• Written task: Transcribe the movie introduction word for word from "The screenplay by" to "an international incident.".

• Text block:
+++++

I'm your host, Glenn Holland.
Tonight's movie is the 1966 Cold War comedy "The Russians Are Coming, the Russians Are Coming", produced and directed by Norman Jewison.
The screenplay by William Rose was adapted from "The Off-Islanders", a 1961 novel by Nathaniel Benchley.
"The Russians Are Coming, the Russians Are Coming" stars Carl Reiner, Eva Marie Saint, Alan Arkin, Brian Keith, Jonathan Winters, Theodore Bikel, and Tessie O'Shea with support from Ben Blue, John Philip Law, Andrea Dromm, and Paul Ford.
One late Saturday night, at the end of the summer tourist season, a Soviet submarine, The Sprut, runs aground on a sand bar near Gloucester Island off the coast of New England.
Its captain sends his political officer, Lieutenant Yuri Rozanov, and eight-armed sailors to commandeer a motorboat with enough power to free the sub before its presence could be detected by the local authorities and spark an international incident.

+++++

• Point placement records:
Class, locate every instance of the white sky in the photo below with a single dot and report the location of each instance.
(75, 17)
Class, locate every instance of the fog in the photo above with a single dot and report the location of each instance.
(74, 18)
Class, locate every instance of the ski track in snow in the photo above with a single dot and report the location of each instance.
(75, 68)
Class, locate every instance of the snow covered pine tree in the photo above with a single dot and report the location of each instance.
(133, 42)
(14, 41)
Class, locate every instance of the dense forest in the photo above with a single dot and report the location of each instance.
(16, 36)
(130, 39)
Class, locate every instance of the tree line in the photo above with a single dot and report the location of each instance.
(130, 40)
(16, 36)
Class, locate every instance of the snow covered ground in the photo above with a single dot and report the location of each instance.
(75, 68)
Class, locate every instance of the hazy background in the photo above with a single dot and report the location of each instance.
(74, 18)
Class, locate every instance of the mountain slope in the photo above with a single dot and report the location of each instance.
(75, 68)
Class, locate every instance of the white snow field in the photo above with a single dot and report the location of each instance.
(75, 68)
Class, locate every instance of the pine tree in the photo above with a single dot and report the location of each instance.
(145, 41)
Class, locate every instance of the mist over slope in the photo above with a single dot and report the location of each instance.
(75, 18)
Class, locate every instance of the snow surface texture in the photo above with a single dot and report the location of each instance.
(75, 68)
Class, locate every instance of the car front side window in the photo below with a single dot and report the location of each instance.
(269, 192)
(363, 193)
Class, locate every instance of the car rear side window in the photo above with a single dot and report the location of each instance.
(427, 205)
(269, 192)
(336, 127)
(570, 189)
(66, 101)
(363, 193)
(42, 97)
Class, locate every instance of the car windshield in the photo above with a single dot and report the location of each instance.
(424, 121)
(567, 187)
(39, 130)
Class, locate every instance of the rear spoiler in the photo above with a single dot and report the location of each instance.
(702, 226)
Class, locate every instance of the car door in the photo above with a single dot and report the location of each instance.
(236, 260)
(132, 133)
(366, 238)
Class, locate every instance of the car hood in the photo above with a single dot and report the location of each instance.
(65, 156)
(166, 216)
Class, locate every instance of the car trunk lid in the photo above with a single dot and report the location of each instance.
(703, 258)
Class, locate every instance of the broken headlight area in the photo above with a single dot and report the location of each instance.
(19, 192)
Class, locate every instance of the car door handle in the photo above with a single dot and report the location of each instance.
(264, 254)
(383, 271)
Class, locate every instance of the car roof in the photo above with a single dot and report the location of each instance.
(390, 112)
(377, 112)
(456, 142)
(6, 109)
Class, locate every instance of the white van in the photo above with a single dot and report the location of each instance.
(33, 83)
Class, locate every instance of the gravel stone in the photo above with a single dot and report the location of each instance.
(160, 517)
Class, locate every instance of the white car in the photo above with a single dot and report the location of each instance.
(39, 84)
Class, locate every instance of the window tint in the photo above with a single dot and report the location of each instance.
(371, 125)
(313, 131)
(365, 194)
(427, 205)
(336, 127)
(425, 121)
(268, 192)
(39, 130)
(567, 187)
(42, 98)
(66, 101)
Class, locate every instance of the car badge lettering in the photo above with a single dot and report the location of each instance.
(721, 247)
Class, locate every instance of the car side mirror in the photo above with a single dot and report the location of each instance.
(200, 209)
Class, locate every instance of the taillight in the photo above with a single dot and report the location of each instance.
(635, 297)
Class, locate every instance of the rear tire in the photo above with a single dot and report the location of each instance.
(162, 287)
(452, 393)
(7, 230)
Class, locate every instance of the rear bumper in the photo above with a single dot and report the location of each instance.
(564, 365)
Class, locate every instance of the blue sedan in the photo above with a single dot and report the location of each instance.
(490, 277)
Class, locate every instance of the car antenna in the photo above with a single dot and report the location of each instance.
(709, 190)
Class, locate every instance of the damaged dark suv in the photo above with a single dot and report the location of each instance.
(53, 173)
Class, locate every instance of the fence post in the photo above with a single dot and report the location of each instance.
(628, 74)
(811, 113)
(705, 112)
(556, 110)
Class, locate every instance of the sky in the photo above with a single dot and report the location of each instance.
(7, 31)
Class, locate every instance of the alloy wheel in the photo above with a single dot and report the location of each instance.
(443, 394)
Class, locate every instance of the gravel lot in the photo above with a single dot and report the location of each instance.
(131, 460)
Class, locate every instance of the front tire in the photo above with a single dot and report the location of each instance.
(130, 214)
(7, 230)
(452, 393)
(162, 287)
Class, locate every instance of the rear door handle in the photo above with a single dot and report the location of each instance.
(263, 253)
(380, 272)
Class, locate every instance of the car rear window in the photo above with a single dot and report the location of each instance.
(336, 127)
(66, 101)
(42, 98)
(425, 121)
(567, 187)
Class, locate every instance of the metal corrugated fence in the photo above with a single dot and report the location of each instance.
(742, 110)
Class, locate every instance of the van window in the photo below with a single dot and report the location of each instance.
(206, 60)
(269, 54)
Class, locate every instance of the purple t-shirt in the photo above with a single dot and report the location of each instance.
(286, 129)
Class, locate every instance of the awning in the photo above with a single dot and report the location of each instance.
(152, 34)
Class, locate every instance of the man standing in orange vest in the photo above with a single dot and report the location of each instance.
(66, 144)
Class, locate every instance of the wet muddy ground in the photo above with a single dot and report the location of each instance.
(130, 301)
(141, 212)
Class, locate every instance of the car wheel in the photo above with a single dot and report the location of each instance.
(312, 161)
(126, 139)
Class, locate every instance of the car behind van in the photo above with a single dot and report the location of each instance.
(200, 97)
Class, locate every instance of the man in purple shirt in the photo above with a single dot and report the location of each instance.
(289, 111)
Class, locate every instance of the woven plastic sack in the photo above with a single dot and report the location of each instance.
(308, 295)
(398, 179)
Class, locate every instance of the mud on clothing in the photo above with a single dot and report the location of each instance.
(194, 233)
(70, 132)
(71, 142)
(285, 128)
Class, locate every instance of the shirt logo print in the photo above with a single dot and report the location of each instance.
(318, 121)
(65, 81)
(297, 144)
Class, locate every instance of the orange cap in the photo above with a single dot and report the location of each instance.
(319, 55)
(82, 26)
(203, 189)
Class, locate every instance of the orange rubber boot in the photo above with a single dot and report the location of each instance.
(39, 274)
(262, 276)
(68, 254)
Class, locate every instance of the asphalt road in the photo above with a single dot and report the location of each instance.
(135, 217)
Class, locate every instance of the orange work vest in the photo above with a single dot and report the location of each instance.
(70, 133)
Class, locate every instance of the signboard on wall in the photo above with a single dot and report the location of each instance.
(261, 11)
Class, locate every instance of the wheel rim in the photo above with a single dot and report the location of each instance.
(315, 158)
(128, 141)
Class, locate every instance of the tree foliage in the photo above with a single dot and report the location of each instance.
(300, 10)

+++++

• Written response:
The screenplay by William Rose was adapted from "The Off-Islanders", a 1961 novel by Nathaniel Benchley.
"The Russians Are Coming, the Russians Are Coming" stars Carl Reiner, Eva Marie Saint, Alan Arkin, Brian Keith, Jonathan Winters, Theodore Bikel, and Tessie O'Shea with support from Ben Blue, John Philip Law, Andrea Dromm, and Paul Ford.
One late Saturday night, at the end of the summer tourist season, a Soviet submarine, The Sprut, runs aground on a sand bar near Gloucester Island off the coast of New England.
Its captain sends his political officer, Lieutenant Yuri Rozanov, and eight-armed sailors to commandeer a motorboat with enough power to free the sub before its presence could be detected by the local authorities and spark an international incident.